(What is asked)
**1.** Please repeat the OpenCV image basics text from "Introduction to OpenCV" up to and including "the following lines.", swapping "Augmented Reality" for "Object Detection".
**2.** For each statement below, state yes or no depending on whether the OpenCV image basics text agrees with it, and quote the words that decide it.
(a) OpenCV is free to use for commercial purposes.
(b) One project task rotates the image by 90 degrees clockwise.
(c) The OpenCV version in use is 4.2.0.

(Given text)
★ ★ ★ ★ ★

1. Basic concepts of Images

In this project our tasks are the following

  1. Read the image
  2. Resize the images
  3. Grayscale the image
  4. Rotate the image by 45 degrees anti-clockwise
  5. Convert to black and white image
  6. Save the black and white image

We achieve this using OpenCV commands:

Introduction to OpenCV

OpenCV or Open Source Computer Vision Library is the largest computer vision library currently available in terms of number of functions it holds. It is freely available for commercial and academic purposes. It supports various languages such as Python, C++ and Java. Some of the application area includes and are not limited to Facial recognition, Segmentation, Augmented Reality, Gesture recognition etc. As we see learning opencv is very important hence we implement all our projects in opencv and python. We first install opencv using pip install opencv-python or to install on Ubuntu/MacOS and Raspbian/Raspberry Pi follow this url. Here I’m using 4.2.0. To check this execute the following lines.

import cv2
print(cv2.__version__)

Read the image

Raw building blocks of all the images are Pixels (Picture Elements). An image is made up with a grid with numbers just like a numpy array. Each number represents a pixel intensity as shown in figure below.

An Image

Here the image is a grayscale hence it shows a 2D martix. If the image is color then it shows a 3D martix with RGB values. In order to read image using opencv we use cv2.imread() function. Please note that the image should be placed in the current working directory or absolute path should be provided.

★ ★ ★ ★ ★

(Recorded information)
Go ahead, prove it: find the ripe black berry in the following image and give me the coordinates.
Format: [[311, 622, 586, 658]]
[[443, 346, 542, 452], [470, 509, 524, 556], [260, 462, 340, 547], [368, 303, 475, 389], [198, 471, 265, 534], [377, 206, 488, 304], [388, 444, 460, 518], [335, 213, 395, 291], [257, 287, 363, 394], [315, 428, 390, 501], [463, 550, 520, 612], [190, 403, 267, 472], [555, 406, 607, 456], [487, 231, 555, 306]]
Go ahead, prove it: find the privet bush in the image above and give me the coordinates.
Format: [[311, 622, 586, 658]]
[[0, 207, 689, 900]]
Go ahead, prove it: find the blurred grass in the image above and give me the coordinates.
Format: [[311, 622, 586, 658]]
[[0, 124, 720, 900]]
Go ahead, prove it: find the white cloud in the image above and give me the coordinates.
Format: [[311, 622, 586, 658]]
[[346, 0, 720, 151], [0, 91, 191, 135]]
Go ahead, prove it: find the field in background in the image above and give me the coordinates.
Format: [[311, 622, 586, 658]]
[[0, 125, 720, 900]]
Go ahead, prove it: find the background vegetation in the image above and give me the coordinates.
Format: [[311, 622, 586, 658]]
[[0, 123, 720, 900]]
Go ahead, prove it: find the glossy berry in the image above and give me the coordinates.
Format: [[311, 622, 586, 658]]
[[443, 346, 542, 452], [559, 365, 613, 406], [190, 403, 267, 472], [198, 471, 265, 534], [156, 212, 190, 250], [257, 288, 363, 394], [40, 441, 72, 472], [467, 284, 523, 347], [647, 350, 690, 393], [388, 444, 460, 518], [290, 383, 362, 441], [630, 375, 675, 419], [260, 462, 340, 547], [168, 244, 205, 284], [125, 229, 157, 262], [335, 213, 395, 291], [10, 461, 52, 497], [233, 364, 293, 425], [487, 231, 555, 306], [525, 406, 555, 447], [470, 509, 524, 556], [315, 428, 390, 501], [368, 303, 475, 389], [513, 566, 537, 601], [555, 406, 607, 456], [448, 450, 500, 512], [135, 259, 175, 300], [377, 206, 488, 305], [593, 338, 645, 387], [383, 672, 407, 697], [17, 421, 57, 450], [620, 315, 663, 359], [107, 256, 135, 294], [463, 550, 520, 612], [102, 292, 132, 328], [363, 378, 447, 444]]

★ ★ ★ ★ ★

(Responses for each task)
**1.**
Introduction to OpenCV

OpenCV or Open Source Computer Vision Library is the largest computer vision library currently available in terms of number of functions it holds. It is freely available for commercial and academic purposes. It supports various languages such as Python, C++ and Java. Some of the application area includes and are not limited to Facial recognition, Segmentation, Object Detection, Gesture recognition etc. As we see learning opencv is very important hence we implement all our projects in opencv and python. We first install opencv using pip install opencv-python or to install on Ubuntu/MacOS and Raspbian/Raspberry Pi follow this url. Here I’m using 4.2.0. To check this execute the following lines.

**2.**
(a) Yes: "It is freely available for commercial and academic purposes."
(b) No: "Rotate the image by 45 degrees anti-clockwise"
(c) Yes: "Here I’m using 4.2.0."